Gould’s book is an excellent history of the creation of “race” by white Europeans. And the book shows how white Americans created the modern view of “intelligence”.
jakc says
The Bell Curve starts with a fatally-flawed methodological conception; that we can identify race or intelligence with some meaningful precision, and one result that the data is suspect from the start and the conclusions reached are insupportable. I have no idea why this book is regarded as anything other than nonsense or defended as a brave attempt to analyze race in the face of political correctness. It’s a steaming pile of horseshit, and reminds me of the comment of a critic in explaining why he hadn’t read the whole book: “you don’t have to eat the whole apple to know it’s rotten.”
Drivebyposter says
My favorite part:
“You have no idea how much it hurts to hear the fact that I partially base my arguments upon the work of Nazis. Please stop telling people that, even though it’s true.”
Billy Clyde Tuggle says
Setting aside Murray’s association with Richard Hernstein and all the baggage from “The Bell Curve”, I am curious what people think of his current work. I watched him give a talk on his new book to the American Enterprise Institute on C-SPAN a few months ago. He’s basically saying that the wealthy liberal elites in the “high-rent” zip codes encourage a politcal correctness that doesn’t allow for criticsm of the poor lifestyle choices (e.g. teen pregnancy, single parent households, poor work ethic, high school dropout, etc) made by poor whites while simultaneously encouraging polar opposite choices (e.g. focus on advanced education, hard work, and delaying marriage/having children) in their own offspring. In other words, he is arguing that what Daniel Patrick Moynihan warned about at the onset of the “Great Society” program has come true.
M Groesbeck says
Past associations with race? Dude’s still associated with race (in a white-supremacist vein), he’s just now moved on to judging between various economically-defined subsets of the “white race”. It’s not that he’s no longer a white supremacist; he’s now just a white supremacist who’s also a blatant, unapologetic plutocrat. (A position which is, of course, an unavoidable conclusion to be drawn from pure market capitalism, but still.)
Billy Clyde Tuggle says
Actually isn’t he an Asian supremacist? I thought Murray and Hurstein concluded that Asians had a slightly higher average IQ than whites?

(PROBLEMS AND TASKS):
a – List every distinct commenter name in the comment thread above, giving each name once.
b – Translate this sentence from the comment thread into Spanish: "I watched him give a talk on his new book to the American Enterprise Institute on C-SPAN a few months ago."

(RECORDS SHOWN):
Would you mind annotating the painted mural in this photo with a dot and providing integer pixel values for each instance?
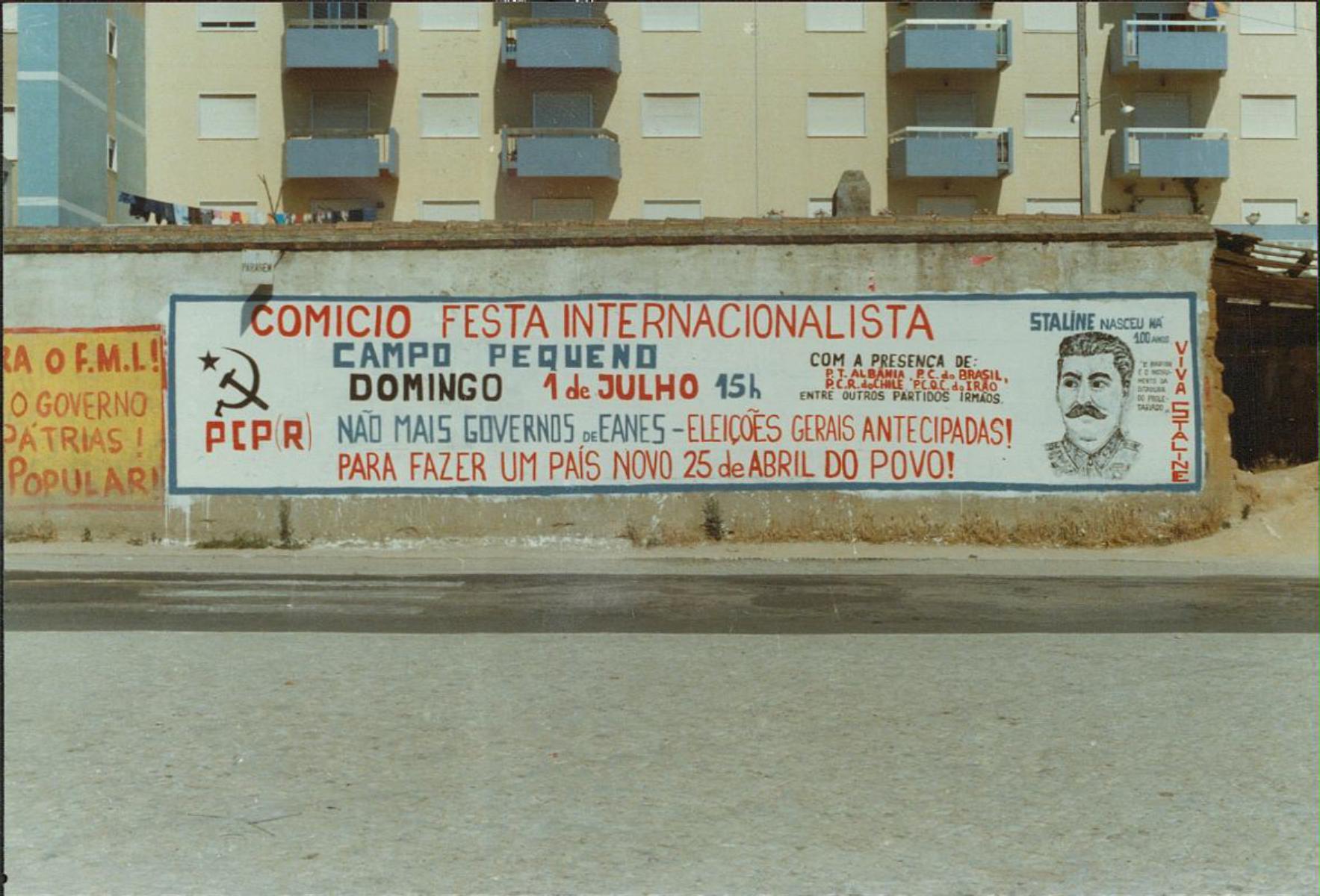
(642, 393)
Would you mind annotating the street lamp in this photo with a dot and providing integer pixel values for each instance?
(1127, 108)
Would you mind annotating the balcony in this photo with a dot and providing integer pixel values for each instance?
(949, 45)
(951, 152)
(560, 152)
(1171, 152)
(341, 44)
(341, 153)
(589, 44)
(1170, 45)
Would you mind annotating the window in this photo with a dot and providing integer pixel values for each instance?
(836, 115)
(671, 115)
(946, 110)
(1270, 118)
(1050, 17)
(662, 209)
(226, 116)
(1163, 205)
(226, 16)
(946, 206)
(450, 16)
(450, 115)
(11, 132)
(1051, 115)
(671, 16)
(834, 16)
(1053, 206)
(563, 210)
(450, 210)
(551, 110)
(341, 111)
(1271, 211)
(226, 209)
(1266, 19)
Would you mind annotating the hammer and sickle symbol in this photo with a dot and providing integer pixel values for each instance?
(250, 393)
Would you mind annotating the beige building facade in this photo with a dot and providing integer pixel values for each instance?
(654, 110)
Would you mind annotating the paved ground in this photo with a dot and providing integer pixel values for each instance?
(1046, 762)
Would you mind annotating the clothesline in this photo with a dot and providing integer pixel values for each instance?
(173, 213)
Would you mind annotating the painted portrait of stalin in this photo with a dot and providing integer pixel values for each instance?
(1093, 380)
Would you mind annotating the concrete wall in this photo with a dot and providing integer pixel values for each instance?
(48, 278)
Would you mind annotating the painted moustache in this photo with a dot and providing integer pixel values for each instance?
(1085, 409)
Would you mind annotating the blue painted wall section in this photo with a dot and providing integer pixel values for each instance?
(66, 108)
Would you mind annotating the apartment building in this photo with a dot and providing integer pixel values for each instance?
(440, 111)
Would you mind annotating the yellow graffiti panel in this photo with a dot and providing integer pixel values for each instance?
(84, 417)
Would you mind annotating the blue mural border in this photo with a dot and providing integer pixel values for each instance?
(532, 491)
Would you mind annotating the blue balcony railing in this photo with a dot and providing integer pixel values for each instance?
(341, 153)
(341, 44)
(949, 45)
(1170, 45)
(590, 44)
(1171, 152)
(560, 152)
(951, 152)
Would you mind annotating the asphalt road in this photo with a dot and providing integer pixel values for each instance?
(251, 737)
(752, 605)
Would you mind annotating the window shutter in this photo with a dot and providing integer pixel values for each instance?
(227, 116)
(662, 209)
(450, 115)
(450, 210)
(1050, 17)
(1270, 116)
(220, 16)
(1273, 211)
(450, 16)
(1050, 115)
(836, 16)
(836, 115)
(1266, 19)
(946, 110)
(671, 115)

* * *

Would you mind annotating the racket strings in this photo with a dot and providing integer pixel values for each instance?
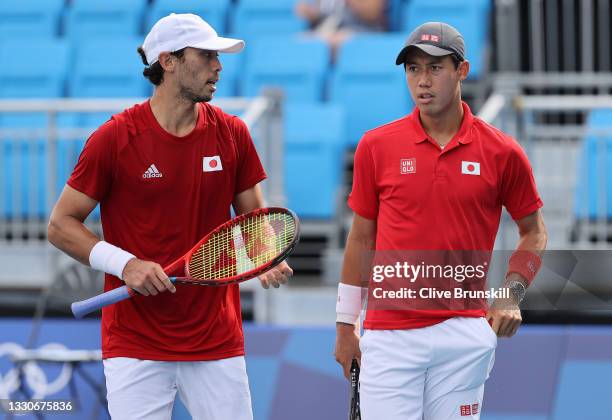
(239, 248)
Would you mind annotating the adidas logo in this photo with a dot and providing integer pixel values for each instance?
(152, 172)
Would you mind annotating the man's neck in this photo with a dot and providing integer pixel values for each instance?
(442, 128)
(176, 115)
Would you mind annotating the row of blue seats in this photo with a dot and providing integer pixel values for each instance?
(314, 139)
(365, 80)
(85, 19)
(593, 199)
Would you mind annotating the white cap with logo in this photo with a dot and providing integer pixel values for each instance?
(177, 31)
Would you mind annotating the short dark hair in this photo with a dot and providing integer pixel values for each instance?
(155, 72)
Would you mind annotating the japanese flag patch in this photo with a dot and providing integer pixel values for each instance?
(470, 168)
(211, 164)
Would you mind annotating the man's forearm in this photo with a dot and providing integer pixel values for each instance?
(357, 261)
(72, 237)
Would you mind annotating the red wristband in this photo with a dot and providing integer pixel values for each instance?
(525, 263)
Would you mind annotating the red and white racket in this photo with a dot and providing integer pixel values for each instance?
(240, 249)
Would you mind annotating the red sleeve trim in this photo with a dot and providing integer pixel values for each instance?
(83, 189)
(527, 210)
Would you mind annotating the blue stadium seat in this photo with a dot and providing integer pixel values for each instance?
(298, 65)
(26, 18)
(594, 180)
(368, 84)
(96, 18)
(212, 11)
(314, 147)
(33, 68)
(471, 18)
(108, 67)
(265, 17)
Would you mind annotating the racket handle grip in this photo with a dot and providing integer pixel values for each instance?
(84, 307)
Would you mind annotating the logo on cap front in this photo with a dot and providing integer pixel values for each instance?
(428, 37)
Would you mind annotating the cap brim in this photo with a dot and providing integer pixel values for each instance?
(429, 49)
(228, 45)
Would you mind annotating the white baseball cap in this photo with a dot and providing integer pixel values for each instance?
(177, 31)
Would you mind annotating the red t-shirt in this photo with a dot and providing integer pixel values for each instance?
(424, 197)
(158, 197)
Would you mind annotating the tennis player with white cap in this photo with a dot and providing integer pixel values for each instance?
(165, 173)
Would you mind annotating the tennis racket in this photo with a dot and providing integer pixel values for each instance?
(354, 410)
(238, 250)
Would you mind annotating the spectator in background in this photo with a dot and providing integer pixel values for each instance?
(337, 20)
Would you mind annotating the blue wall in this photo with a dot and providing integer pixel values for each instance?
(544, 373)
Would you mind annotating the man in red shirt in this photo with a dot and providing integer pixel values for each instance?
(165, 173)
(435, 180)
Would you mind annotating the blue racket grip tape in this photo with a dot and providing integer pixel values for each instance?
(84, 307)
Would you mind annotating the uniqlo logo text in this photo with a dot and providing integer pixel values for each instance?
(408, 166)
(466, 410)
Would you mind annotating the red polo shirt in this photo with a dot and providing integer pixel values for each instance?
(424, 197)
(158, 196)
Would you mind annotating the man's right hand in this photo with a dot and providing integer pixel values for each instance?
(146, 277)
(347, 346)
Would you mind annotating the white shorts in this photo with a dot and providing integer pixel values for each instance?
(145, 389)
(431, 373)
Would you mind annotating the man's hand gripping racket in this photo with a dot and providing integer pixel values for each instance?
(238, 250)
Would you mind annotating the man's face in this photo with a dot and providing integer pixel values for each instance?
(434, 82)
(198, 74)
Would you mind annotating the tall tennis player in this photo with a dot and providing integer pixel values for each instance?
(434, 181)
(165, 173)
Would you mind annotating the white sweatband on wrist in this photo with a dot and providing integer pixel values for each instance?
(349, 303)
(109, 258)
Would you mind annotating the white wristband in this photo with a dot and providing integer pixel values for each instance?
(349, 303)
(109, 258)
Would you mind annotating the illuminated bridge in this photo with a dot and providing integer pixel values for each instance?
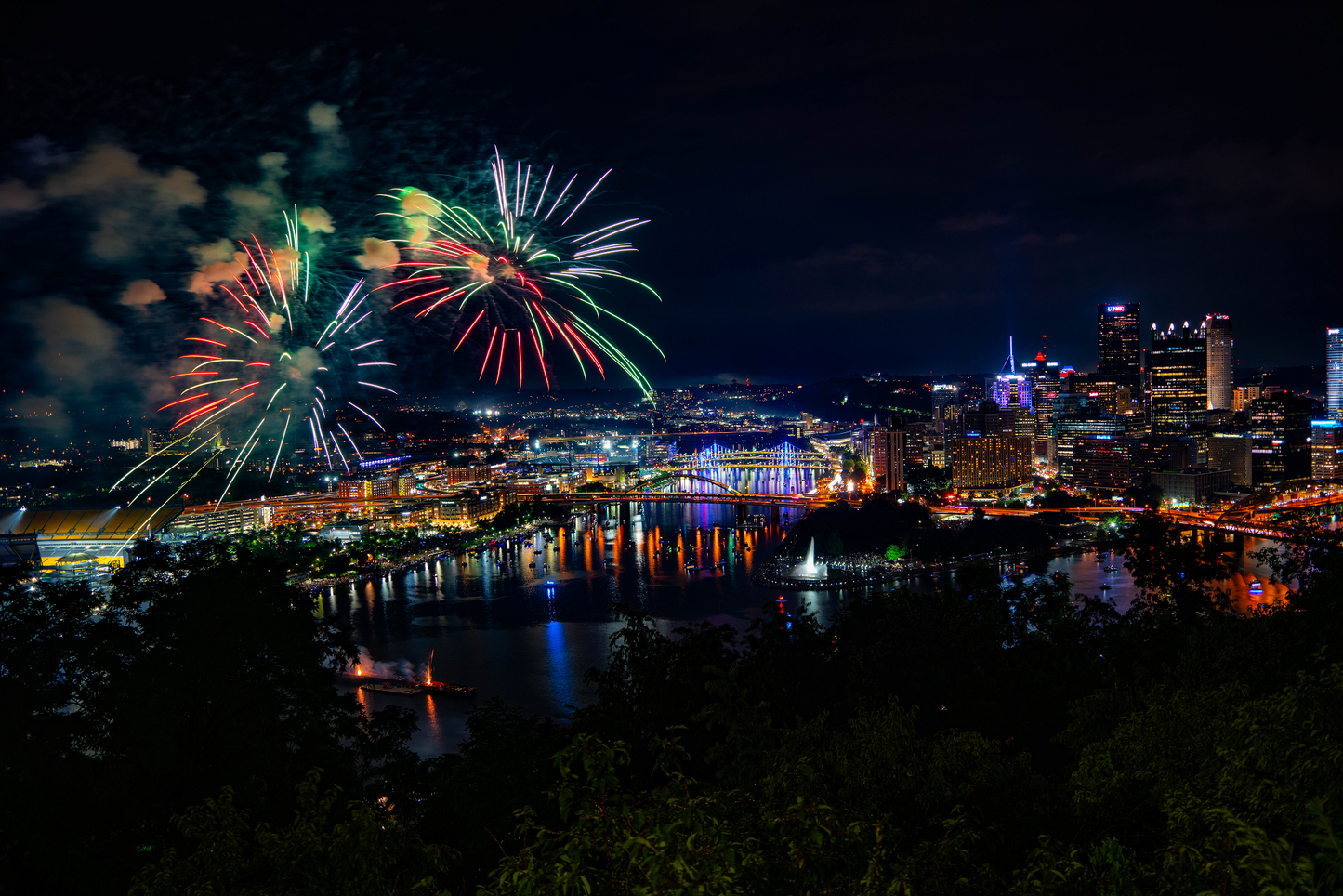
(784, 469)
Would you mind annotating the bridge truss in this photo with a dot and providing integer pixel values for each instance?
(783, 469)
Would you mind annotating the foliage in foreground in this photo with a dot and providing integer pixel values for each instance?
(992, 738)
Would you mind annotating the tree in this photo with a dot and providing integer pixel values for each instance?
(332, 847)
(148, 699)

...

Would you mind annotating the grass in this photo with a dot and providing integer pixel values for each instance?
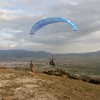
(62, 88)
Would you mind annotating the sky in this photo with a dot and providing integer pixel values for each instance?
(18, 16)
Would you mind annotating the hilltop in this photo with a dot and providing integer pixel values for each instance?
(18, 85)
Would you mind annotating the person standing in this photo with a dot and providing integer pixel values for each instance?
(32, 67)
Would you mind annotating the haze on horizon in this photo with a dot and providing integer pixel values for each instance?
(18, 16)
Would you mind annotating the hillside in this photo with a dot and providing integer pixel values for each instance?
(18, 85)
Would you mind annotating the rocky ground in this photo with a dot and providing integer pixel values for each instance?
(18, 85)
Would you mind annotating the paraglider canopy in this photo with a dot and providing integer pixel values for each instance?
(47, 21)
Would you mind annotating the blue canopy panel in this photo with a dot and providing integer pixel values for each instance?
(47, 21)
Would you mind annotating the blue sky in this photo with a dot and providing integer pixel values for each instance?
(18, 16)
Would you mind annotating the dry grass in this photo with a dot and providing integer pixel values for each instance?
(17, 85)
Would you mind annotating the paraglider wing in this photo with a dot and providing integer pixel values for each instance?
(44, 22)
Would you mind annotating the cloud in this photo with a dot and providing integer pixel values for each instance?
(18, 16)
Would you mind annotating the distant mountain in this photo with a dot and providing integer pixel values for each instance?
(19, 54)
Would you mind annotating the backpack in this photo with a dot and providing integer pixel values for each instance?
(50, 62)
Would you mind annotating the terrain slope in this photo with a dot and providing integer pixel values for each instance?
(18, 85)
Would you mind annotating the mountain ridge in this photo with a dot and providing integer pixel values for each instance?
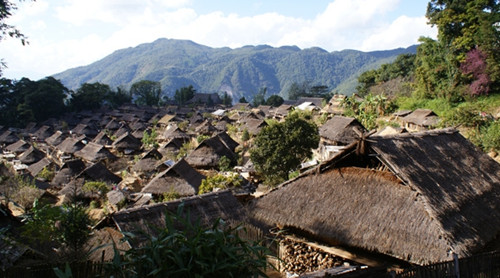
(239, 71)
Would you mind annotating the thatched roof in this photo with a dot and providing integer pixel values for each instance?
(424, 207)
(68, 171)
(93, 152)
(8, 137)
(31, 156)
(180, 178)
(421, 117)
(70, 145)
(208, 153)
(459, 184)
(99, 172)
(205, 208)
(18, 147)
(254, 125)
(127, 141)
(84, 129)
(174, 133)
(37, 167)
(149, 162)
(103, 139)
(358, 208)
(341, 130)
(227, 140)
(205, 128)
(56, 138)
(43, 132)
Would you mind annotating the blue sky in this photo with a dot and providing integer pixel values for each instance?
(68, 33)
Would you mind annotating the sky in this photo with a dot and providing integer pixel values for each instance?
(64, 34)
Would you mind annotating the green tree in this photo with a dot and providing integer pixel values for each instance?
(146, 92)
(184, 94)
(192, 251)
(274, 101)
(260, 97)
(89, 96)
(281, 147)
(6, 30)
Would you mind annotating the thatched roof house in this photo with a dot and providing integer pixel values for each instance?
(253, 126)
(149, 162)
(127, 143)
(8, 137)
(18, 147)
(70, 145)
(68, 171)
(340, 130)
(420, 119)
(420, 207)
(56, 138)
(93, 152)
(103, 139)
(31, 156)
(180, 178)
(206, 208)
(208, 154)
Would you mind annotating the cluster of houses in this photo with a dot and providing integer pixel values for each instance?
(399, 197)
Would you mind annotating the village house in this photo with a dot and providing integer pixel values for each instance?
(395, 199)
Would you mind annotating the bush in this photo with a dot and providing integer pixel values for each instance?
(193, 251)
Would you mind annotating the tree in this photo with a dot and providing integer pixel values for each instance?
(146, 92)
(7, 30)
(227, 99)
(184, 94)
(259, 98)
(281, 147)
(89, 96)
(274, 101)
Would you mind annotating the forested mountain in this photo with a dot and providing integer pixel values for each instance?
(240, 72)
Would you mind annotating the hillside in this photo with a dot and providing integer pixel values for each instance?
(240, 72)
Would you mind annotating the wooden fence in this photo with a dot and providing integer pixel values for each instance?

(LIST OF SOLUTIONS):
a – jakc, Drivebyposter, Billy Clyde Tuggle, M Groesbeck

b – Lo vi dar una charla sobre su nuevo libro ante el American Enterprise Institute en C-SPAN hace unos meses.